• [Your instructions]:
Go through the lines below and transcribe each one exactly.
Listed entries section start
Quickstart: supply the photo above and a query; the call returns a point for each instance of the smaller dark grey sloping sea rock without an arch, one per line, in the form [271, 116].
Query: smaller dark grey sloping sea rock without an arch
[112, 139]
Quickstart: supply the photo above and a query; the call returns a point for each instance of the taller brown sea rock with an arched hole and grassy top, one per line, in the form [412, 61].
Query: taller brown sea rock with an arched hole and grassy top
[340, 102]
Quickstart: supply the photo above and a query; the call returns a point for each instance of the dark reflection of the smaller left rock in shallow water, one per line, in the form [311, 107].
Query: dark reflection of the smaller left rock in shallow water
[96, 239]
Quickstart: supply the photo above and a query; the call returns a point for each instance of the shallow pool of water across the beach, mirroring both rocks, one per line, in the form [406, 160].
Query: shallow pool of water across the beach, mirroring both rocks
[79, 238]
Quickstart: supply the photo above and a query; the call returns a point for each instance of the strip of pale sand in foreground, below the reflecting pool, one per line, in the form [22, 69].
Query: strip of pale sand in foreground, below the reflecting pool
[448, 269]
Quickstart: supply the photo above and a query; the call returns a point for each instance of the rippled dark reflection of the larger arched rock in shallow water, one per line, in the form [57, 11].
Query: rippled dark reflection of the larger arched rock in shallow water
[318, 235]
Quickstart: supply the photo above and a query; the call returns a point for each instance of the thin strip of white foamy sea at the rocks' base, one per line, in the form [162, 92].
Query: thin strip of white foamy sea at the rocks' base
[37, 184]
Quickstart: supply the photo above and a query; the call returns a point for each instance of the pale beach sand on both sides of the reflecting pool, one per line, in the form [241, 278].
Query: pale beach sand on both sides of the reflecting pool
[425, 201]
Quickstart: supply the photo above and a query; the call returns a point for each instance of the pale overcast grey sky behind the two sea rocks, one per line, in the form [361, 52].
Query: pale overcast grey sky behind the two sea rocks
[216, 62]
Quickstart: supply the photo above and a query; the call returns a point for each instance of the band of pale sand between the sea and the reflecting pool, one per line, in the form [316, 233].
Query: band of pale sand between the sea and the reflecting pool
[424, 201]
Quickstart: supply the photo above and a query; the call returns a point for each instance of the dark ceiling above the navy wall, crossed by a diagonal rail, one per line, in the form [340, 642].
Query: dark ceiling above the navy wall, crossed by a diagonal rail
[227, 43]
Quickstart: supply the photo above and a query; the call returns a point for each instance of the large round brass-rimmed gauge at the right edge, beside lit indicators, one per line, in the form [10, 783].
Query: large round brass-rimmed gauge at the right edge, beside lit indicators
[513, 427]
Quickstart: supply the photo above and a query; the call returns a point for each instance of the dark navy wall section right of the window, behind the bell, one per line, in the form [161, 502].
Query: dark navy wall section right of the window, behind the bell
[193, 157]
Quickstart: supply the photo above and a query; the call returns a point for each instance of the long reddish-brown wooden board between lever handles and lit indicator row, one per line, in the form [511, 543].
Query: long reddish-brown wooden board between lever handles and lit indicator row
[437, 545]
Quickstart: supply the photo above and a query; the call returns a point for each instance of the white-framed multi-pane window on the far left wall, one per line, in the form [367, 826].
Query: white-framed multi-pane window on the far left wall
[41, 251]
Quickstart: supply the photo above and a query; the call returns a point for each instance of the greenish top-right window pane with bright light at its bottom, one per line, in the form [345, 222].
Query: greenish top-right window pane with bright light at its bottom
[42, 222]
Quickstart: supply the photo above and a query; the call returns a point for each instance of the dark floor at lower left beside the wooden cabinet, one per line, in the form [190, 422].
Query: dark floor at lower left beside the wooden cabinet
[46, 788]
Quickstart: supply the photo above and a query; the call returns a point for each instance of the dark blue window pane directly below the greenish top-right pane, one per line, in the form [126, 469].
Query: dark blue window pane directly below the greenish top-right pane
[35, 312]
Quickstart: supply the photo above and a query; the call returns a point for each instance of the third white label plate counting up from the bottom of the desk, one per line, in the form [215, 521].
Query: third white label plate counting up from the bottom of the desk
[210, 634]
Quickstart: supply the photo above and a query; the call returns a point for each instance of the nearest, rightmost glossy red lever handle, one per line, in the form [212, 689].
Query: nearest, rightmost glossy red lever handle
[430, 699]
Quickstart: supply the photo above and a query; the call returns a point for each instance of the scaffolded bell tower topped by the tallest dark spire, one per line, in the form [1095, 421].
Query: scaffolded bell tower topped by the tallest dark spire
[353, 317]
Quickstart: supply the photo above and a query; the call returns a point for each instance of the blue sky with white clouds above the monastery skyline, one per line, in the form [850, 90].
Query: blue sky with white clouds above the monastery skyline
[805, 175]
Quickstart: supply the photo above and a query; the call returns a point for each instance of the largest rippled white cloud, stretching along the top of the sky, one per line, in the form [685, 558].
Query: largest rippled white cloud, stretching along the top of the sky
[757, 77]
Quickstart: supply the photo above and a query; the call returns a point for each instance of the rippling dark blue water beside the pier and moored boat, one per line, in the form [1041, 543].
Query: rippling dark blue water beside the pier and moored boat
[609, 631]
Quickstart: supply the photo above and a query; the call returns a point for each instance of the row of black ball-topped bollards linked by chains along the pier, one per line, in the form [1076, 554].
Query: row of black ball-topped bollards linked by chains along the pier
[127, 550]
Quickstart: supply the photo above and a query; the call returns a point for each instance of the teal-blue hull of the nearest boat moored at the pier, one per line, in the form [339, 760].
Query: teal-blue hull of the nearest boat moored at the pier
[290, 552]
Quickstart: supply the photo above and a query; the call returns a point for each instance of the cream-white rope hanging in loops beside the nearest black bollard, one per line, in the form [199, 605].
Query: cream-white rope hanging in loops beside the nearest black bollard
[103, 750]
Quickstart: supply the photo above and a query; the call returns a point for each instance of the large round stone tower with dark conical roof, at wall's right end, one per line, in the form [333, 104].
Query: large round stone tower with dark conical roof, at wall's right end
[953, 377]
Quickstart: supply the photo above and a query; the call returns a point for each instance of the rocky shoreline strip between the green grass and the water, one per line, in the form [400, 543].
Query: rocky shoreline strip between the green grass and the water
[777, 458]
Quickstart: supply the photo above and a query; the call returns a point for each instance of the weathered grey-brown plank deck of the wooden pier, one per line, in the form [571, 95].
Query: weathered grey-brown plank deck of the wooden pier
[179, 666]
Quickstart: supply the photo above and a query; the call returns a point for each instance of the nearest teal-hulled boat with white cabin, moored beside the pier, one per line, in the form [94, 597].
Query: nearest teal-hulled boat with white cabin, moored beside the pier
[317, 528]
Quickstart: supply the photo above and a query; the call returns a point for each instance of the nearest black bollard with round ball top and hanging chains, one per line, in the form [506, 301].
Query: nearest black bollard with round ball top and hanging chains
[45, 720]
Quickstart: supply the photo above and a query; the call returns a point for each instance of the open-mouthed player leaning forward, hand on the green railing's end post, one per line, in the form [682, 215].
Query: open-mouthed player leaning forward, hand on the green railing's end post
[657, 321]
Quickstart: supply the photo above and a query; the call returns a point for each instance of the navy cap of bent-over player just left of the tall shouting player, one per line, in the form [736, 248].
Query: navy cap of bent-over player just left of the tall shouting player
Listed entries section end
• [Solution for this problem]:
Quickstart: supply the photo above and a query; the call returns a point for each instance of the smaller dark grey sloping sea rock without an arch, one per line, in the form [271, 116].
Query: smaller dark grey sloping sea rock without an arch
[112, 139]
Quickstart: supply the photo above and a query; the call returns a point for each instance of the taller brown sea rock with an arched hole and grassy top, one per line, in the form [412, 61].
Query: taller brown sea rock with an arched hole and grassy top
[340, 102]
Quickstart: supply the photo above and a query; the call returns a point for each instance of the dark reflection of the smaller left rock in shallow water, one per line, in the form [311, 107].
Query: dark reflection of the smaller left rock in shallow water
[96, 239]
Quickstart: supply the photo above and a query; the call returns a point for each instance of the shallow pool of water across the beach, mirroring both rocks, one per line, in the form [406, 160].
Query: shallow pool of water across the beach, mirroring both rocks
[79, 238]
Quickstart: supply the photo above and a query; the call returns a point for each instance of the strip of pale sand in foreground, below the reflecting pool, one per line, in the form [22, 69].
Query: strip of pale sand in foreground, below the reflecting pool
[448, 269]
Quickstart: supply the photo above and a query; the call returns a point for each instance of the rippled dark reflection of the larger arched rock in shallow water, one per line, in the form [57, 11].
Query: rippled dark reflection of the larger arched rock in shallow water
[318, 235]
Quickstart: supply the photo above and a query; the call returns a point for each instance of the thin strip of white foamy sea at the rocks' base, one per line, in the form [162, 92].
Query: thin strip of white foamy sea at the rocks' base
[37, 184]
Quickstart: supply the photo above and a query; the call returns a point for each instance of the pale beach sand on both sides of the reflecting pool, one per line, in the form [241, 278].
Query: pale beach sand on both sides of the reflecting pool
[425, 201]
Quickstart: supply the photo above and a query; the call returns a point for each instance of the pale overcast grey sky behind the two sea rocks, one per line, in the form [361, 52].
Query: pale overcast grey sky behind the two sea rocks
[216, 62]
Quickstart: supply the photo above and a query; the call returns a point for each instance of the band of pale sand between the sea and the reflecting pool, one per line, in the form [316, 233].
Query: band of pale sand between the sea and the reflecting pool
[424, 201]
Quickstart: supply the photo above and a query; the call returns a point for each instance of the dark ceiling above the navy wall, crossed by a diagonal rail, one per line, in the form [340, 642].
Query: dark ceiling above the navy wall, crossed by a diagonal rail
[227, 43]
Quickstart: supply the photo above and a query; the call returns a point for each instance of the large round brass-rimmed gauge at the right edge, beside lit indicators, one per line, in the form [10, 783].
Query: large round brass-rimmed gauge at the right edge, beside lit indicators
[513, 427]
Quickstart: supply the photo above and a query; the call returns a point for each instance of the dark navy wall section right of the window, behind the bell, one per line, in the form [161, 502].
Query: dark navy wall section right of the window, behind the bell
[193, 157]
Quickstart: supply the photo above and a query; the call returns a point for each instance of the long reddish-brown wooden board between lever handles and lit indicator row, one per line, in the form [511, 543].
Query: long reddish-brown wooden board between lever handles and lit indicator row
[437, 545]
Quickstart: supply the photo above and a query; the call returns a point for each instance of the white-framed multi-pane window on the far left wall, one per line, in the form [367, 826].
Query: white-framed multi-pane window on the far left wall
[41, 251]
Quickstart: supply the photo above and a query; the call returns a point for each instance of the greenish top-right window pane with bright light at its bottom, one per line, in the form [345, 222].
Query: greenish top-right window pane with bright light at its bottom
[42, 222]
Quickstart: supply the photo above and a query; the call returns a point for each instance of the dark floor at lower left beside the wooden cabinet, one per line, in the form [190, 422].
Query: dark floor at lower left beside the wooden cabinet
[46, 788]
Quickstart: supply the photo above and a query; the call returns a point for each instance of the dark blue window pane directly below the greenish top-right pane, one per line, in the form [126, 469].
Query: dark blue window pane directly below the greenish top-right pane
[35, 312]
Quickstart: supply the photo above and a query; the call returns a point for each instance of the third white label plate counting up from the bottom of the desk, one per line, in the form [215, 521].
Query: third white label plate counting up from the bottom of the desk
[210, 634]
Quickstart: supply the photo above and a query; the call returns a point for each instance of the nearest, rightmost glossy red lever handle, one per line, in the form [212, 689].
Query: nearest, rightmost glossy red lever handle
[430, 699]
Quickstart: supply the photo above and a query; the call returns a point for each instance of the scaffolded bell tower topped by the tallest dark spire, one per line, in the form [1095, 421].
Query: scaffolded bell tower topped by the tallest dark spire
[353, 317]
Quickstart: supply the photo above and a query; the call returns a point for each instance of the blue sky with white clouds above the monastery skyline, one per line, in the form [850, 90].
Query: blue sky with white clouds above the monastery skyline
[805, 175]
Quickstart: supply the photo above and a query; the call returns a point for each instance of the largest rippled white cloud, stretching along the top of the sky, one per line, in the form [685, 558].
Query: largest rippled white cloud, stretching along the top of the sky
[757, 77]
Quickstart: supply the photo above and a query; the call returns a point for each instance of the rippling dark blue water beside the pier and moored boat, one per line, in the form [1041, 543].
Query: rippling dark blue water beside the pier and moored boat
[609, 631]
Quickstart: supply the photo above and a query; the call returns a point for each instance of the row of black ball-topped bollards linked by chains along the pier, one per line, in the form [1076, 554].
Query: row of black ball-topped bollards linked by chains along the pier
[127, 550]
Quickstart: supply the photo above and a query; the call returns a point for each instance of the teal-blue hull of the nearest boat moored at the pier, one per line, in the form [339, 760].
Query: teal-blue hull of the nearest boat moored at the pier
[290, 552]
Quickstart: supply the photo above and a query; the call returns a point for each instance of the cream-white rope hanging in loops beside the nearest black bollard, one per line, in the form [199, 605].
Query: cream-white rope hanging in loops beside the nearest black bollard
[103, 750]
Quickstart: supply the photo above and a query; the call returns a point for each instance of the large round stone tower with dark conical roof, at wall's right end, one per line, in the form [333, 104].
Query: large round stone tower with dark conical roof, at wall's right end
[953, 377]
Quickstart: supply the photo above and a query; the call returns a point for each instance of the rocky shoreline strip between the green grass and the water, one per line, in the form [400, 543].
Query: rocky shoreline strip between the green grass and the water
[777, 458]
Quickstart: supply the photo above and a query; the call returns a point for each instance of the weathered grey-brown plank deck of the wooden pier, one per line, in the form [571, 95].
Query: weathered grey-brown plank deck of the wooden pier
[179, 666]
Quickstart: supply the photo above and a query; the call returns a point for each instance of the nearest teal-hulled boat with white cabin, moored beside the pier, one per line, in the form [94, 597].
Query: nearest teal-hulled boat with white cabin, moored beside the pier
[317, 528]
Quickstart: supply the photo above and a query; the call returns a point for each instance of the nearest black bollard with round ball top and hanging chains, one per line, in the form [506, 301].
Query: nearest black bollard with round ball top and hanging chains
[45, 720]
Quickstart: supply the photo above and a query; the call returns a point for each instance of the open-mouthed player leaning forward, hand on the green railing's end post, one per line, in the form [682, 215].
Query: open-mouthed player leaning forward, hand on the green railing's end post
[657, 321]
Quickstart: supply the photo above and a query; the call returns a point for each instance of the navy cap of bent-over player just left of the tall shouting player, one per line, in the form [736, 248].
Query: navy cap of bent-over player just left of the tall shouting player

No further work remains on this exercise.